Set down the passage of the Python setup page from "How to obtain" to "via Email/other IM's/....", word for word.

═════ SOURCE TEXT

Jovian
⭐️
Sign In

System Setup

List of all the python libraries that are required

  • numpy
  • pandas
  • matplotlib
  • seaborn
  • wordcloud
  • emoji
  • jovian

Run the following command to get all the listed python libraries

pip install numpy pandas matplotlib seaborn wordcloud emoji jovian --upgrade

Te check whether do you all the required libraries the next should run without any errors

In [1]:
import re
import jovian
import numpy as np
import pandas as pd
import matplotlib.pyplot as plt
import seaborn as sns
from wordcloud import WordCloud, STOPWORDS
import emoji
from collections import Counter

How to obtain Whatsapp Chat data

  • Open whatsapp
  • Open a Group/Inbox
  • Click on the 3 dotted options button
  • Click on more
  • Click on export chat
  • Click on without media
  • Export via Email/other IM's/....

══════════
═════ INFORMATION GIVEN

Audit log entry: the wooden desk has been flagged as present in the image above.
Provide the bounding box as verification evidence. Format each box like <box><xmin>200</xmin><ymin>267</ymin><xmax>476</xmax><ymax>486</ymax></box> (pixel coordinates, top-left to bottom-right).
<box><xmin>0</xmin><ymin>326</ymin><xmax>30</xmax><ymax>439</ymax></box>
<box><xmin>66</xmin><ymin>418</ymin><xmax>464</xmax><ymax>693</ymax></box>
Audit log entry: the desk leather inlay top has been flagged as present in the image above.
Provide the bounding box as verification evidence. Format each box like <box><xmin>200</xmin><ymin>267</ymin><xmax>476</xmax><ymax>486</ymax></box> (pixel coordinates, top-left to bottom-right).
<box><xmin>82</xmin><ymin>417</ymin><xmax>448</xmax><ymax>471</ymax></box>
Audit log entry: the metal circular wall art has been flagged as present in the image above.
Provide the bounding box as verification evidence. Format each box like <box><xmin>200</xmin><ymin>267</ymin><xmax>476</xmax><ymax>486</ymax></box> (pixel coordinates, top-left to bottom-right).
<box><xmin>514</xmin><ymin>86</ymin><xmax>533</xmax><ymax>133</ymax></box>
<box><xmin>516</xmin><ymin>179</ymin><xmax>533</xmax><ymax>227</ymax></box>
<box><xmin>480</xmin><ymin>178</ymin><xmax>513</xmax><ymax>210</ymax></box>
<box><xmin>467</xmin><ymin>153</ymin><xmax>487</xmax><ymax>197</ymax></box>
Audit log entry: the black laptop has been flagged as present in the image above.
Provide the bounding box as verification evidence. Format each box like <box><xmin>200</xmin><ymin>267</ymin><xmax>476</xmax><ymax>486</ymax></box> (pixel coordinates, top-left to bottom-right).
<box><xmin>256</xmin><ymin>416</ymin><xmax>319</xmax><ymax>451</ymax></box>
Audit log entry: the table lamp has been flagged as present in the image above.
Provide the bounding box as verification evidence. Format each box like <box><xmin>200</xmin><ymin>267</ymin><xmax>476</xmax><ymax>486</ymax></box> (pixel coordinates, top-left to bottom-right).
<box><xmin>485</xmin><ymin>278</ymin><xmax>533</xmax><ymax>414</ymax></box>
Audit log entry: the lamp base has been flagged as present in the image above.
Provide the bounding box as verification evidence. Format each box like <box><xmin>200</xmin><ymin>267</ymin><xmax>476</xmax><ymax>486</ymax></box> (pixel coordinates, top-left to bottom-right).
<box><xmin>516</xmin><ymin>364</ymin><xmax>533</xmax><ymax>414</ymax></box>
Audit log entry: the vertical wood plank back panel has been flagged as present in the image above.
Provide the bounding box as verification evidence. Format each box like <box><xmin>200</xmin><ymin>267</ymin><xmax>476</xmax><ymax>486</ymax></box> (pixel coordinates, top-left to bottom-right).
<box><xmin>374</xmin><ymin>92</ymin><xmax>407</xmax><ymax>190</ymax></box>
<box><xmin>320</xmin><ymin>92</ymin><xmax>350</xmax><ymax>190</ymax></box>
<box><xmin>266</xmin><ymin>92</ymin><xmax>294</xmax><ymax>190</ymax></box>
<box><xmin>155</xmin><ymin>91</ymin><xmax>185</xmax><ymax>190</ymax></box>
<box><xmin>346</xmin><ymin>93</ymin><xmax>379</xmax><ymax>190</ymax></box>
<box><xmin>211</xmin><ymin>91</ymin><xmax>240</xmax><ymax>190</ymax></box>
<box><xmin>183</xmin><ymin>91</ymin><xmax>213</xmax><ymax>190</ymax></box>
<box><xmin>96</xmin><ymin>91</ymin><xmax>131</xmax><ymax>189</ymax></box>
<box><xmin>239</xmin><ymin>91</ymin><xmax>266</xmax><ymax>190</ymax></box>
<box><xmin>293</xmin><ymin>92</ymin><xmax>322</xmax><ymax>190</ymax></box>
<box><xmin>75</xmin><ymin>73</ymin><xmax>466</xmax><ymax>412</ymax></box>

══════════

* **THE OUTPUT**
How to obtain Whatsapp Chat data

  • Open whatsapp
  • Open a Group/Inbox
  • Click on the 3 dotted options button
  • Click on more
  • Click on export chat
  • Click on without media
  • Export via Email/other IM's/....